• _TRECHO DO TEXTO_:
══════════════════════════════
A notícia de um assassinato ocorrido em nossa rua nos causa mais impacto do que a de um bombardeio russo em Kiev, responsável pela morte de centenas de ucranianos.
Tanto é assim, que os mais importantes teóricos da Comunicação definem a proximidade do fato noticiado – em relação ao leitor-ouvinte-telespectador – como um dos principais critérios de noticiabilidade.
Nesse sentido, a violência como – as doenças – nos preocupam porquê de uma hora para outra podem bater à nossa porta, isto é, alcançar nossos ente queridos.
No caso da violência, em forma de assalto, sequestro relâmpago, tiroteio, bala perdida, homicídio ou uma simples briga de trânsito.
Já as doenças – como a pandemia da Covid-19, que parecia tão distante -, de repente nos tirou amigos, vizinhos, pais, filhos, irmãos, avós.
E tanto as doenças quanto a violência são democráticas: atingem pobres e ricos. Mas o mesmo não se pode dizer do acesso aos tratamentos e à segurança.
Engana-se quem acha que está de fato seguro por morar em prédios luxuosos, com seguranças armados nas portarias, ou em condomínios fechados. Uma hora ou outra, todos precisam sair à rua…
Eu moro em um edifício; não tem todo esse aparato, mas há certa segurança e está localizado em uma “região nobre” da cidade.
══════════════════════════════
• _PARTES DO EXERCÍCIO_:
**1.** Reescreva o texto sobre violência e doenças entre "Tanto é assim, que" e "e à segurança.", inclusive, trocando "violência" por "criminalidade".
**2.** Dê sequência ao texto sobre violência e doenças, começando logo após a última frase apresentada.
══════════════════════════════
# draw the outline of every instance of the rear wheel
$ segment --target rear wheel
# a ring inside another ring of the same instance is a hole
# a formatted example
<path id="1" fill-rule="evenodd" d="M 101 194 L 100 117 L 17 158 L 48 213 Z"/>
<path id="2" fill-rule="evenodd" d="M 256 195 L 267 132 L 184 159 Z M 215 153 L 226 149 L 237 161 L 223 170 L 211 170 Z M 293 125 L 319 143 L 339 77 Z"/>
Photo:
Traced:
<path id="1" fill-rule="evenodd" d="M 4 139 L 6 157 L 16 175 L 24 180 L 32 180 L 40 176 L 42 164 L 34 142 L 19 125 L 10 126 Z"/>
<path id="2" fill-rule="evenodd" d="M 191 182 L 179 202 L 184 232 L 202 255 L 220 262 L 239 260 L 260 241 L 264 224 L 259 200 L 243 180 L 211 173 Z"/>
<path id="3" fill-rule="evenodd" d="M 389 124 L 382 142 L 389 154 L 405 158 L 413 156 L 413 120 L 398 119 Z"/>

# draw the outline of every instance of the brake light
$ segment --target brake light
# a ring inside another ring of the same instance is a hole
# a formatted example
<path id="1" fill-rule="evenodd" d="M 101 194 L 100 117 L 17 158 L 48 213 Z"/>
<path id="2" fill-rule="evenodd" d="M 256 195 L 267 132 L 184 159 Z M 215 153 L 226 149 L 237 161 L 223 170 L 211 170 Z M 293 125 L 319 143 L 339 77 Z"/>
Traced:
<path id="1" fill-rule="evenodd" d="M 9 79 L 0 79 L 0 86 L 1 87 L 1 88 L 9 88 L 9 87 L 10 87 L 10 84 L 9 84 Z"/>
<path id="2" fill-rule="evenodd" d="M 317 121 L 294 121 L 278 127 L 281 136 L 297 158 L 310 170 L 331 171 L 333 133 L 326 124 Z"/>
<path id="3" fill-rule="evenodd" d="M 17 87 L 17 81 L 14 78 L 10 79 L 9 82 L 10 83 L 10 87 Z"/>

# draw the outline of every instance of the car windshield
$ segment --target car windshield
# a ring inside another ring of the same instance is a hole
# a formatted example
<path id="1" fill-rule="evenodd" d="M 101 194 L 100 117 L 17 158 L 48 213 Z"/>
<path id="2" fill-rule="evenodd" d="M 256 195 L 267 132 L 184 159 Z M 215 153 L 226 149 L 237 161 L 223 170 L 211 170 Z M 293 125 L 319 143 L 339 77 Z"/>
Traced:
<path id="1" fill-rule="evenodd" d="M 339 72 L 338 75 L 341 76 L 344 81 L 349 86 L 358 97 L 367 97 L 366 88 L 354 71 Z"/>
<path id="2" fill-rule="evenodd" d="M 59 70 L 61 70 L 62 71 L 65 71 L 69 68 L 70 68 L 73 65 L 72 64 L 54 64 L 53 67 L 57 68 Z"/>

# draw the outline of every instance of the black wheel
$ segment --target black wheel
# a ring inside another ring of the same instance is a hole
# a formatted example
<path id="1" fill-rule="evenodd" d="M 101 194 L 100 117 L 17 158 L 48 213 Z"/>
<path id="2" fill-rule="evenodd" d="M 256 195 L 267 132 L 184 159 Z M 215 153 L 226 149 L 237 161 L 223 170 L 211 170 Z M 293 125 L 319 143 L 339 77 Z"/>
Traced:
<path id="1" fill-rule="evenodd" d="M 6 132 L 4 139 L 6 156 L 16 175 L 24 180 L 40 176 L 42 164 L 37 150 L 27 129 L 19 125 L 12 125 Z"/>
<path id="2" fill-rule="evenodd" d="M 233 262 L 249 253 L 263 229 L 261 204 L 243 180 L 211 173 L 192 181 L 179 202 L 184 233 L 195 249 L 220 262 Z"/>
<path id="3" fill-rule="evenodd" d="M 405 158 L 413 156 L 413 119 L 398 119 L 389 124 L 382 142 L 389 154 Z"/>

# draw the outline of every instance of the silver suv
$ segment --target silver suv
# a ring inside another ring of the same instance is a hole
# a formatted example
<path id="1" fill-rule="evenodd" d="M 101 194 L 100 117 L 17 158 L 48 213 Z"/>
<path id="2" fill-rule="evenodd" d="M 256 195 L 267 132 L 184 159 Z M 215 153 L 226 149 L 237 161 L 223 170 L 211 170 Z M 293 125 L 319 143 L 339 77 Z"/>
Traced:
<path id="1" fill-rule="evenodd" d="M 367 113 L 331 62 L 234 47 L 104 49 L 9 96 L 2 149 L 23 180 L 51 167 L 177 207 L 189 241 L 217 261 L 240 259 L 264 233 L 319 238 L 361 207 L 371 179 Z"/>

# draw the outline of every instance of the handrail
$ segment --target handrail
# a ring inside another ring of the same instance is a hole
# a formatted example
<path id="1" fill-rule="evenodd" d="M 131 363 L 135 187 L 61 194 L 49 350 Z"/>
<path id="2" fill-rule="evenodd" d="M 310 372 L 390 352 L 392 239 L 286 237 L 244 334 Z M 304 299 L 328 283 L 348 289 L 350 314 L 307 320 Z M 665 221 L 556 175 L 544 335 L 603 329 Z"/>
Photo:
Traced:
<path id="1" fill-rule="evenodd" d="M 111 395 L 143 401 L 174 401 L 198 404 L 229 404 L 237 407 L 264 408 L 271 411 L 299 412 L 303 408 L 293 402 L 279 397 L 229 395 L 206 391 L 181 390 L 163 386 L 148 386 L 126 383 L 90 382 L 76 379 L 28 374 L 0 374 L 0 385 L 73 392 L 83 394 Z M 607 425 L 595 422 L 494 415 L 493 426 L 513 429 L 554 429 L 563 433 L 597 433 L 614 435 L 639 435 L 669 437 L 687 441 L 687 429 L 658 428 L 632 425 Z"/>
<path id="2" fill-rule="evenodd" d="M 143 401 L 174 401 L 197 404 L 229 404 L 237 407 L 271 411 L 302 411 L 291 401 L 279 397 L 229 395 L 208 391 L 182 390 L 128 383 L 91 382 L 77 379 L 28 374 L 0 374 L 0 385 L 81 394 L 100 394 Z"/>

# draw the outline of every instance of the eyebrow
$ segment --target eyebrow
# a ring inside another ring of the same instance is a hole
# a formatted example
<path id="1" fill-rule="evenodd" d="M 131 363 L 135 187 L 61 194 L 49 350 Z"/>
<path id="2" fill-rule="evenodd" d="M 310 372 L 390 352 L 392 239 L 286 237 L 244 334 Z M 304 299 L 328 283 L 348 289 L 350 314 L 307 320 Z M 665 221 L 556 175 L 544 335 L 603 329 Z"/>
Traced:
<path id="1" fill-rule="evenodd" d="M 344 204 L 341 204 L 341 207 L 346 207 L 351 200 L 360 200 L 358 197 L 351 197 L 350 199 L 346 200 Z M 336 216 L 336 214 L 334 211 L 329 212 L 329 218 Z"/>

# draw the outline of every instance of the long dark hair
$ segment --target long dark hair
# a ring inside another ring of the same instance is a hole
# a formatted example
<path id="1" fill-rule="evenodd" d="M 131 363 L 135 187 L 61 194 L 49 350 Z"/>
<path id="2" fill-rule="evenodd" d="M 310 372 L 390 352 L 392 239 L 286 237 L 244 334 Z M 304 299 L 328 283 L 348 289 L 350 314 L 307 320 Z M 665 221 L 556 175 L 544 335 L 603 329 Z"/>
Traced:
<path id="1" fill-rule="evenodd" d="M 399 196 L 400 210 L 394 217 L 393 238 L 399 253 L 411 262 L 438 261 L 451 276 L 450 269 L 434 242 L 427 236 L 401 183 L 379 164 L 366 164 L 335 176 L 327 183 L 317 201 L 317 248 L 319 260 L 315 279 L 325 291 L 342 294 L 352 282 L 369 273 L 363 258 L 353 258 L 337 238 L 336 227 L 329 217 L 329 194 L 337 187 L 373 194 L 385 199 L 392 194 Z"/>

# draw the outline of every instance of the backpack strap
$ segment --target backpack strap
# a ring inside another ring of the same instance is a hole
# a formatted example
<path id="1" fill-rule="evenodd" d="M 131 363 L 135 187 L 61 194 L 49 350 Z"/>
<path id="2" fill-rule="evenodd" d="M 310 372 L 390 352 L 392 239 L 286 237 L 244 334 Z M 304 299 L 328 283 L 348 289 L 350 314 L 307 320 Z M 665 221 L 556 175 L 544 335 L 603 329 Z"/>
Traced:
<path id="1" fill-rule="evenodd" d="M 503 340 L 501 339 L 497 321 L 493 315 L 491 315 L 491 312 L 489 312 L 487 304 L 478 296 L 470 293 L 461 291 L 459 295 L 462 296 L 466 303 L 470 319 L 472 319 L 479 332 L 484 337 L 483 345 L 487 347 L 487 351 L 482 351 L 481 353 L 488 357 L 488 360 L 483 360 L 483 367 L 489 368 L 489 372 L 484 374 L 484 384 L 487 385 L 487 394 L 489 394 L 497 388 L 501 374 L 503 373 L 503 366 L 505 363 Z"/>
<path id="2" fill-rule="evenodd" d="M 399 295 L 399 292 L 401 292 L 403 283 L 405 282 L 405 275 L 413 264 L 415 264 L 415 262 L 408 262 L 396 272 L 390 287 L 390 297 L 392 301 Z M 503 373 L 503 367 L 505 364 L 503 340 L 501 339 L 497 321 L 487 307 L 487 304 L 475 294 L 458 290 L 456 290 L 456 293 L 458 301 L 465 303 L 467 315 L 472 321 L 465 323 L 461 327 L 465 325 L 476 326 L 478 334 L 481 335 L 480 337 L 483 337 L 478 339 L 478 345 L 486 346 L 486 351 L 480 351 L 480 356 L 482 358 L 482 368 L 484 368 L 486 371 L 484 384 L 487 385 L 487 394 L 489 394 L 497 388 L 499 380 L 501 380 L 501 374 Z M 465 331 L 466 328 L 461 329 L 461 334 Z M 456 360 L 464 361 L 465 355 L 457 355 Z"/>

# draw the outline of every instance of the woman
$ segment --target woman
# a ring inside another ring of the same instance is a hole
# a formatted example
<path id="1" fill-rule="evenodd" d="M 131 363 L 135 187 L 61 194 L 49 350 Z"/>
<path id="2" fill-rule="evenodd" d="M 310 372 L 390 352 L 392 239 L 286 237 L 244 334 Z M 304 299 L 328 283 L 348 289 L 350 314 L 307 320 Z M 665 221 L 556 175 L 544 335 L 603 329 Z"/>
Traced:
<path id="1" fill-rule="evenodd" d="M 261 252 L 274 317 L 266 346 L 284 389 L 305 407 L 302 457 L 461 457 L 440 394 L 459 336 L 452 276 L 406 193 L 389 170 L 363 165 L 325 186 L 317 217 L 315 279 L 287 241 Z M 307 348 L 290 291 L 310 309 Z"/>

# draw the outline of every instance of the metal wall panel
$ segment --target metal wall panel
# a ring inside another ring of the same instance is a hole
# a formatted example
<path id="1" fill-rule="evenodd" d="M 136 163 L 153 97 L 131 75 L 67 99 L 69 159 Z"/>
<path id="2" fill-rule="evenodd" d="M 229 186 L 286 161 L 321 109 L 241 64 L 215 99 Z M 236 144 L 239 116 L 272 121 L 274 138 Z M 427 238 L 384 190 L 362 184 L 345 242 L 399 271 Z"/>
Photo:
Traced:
══════════════════════════════
• _RESULTADOS ESPERADOS_:
**1.**
Tanto é assim, que os mais importantes teóricos da Comunicação definem a proximidade do fato noticiado – em relação ao leitor-ouvinte-telespectador – como um dos principais critérios de noticiabilidade.
Nesse sentido, a criminalidade como – as doenças – nos preocupam porquê de uma hora para outra podem bater à nossa porta, isto é, alcançar nossos ente queridos.
No caso da criminalidade, em forma de assalto, sequestro relâmpago, tiroteio, bala perdida, homicídio ou uma simples briga de trânsito.
Já as doenças – como a pandemia da Covid-19, que parecia tão distante -, de repente nos tirou amigos, vizinhos, pais, filhos, irmãos, avós.
E tanto as doenças quanto a criminalidade são democráticas: atingem pobres e ricos. Mas o mesmo não se pode dizer do acesso aos tratamentos e à segurança.

**2.**
Às vezes, após as cinco da manhã, ainda escuro, da minha varanda vejo mulheres, sozinhas, fazendo caminhada. Despreocupadas, a todo momento conferem em seus celulares (possivelmente daqueles com o símbolo da maçã) o percurso percorrido ou a playlist apropriada para atividades físicas.
Pois bem, exatamente nesta “região privilegiada”, recentemente me aconteceu o seguinte: entrei em um estabelecimento comercial – um café, onde pretendia tomar um capuccino e ler um livro.
No momento não havia outros clientes. Apenas dois homens, que aparentemente se conheciam, estavam conversando. De repente, o que parecia uma simples conversa virou discussão acalorada, que evoluiu para bate-boca e finalmente uma briga.
Com dedo em riste, um deles ameaçou: “você vai me pagar ou vai morrer”. O outro respondeu com um soco violento, derrubando seu oponente. Em seguida, cadeiras voaram, mesas foram quebradas, copos de vidro se espatifaram no piso.
Saíram para rua. Lá, uma moto foi derrubada, os para-brisas de carro foram quebrados; houve xingamentos, socos, quedas, sangue.
Enquanto isso, eu continuava sentado, imóvel. Seja pelo efeito dos remédios controlados, dos quais fazia uso na época, seja por falta de costume de presenciar cenas de violência física, não tive qualquer reação.
Enquanto funcionários e clientes de lojas vizinhas saíam à rua para assistir às cenas que se seguiram, “despertei”, peguei meu livro, coloquei-o embaixo do braço, saí do local e liguei para o meu psiquiatra.
Após me perguntar como eu me sentia, me recomendou mais um comprimido, do qual eu tomava apenas um por dia. Antes de encerrar a ligação, comuniquei-lhe que, após o tratamento, voltaria a frequentar os bares, de preferência os da periferia.
– “Afinal, doutor, os cafés – localizados na região nobre da cidade – andam muito violentos”, expliquei.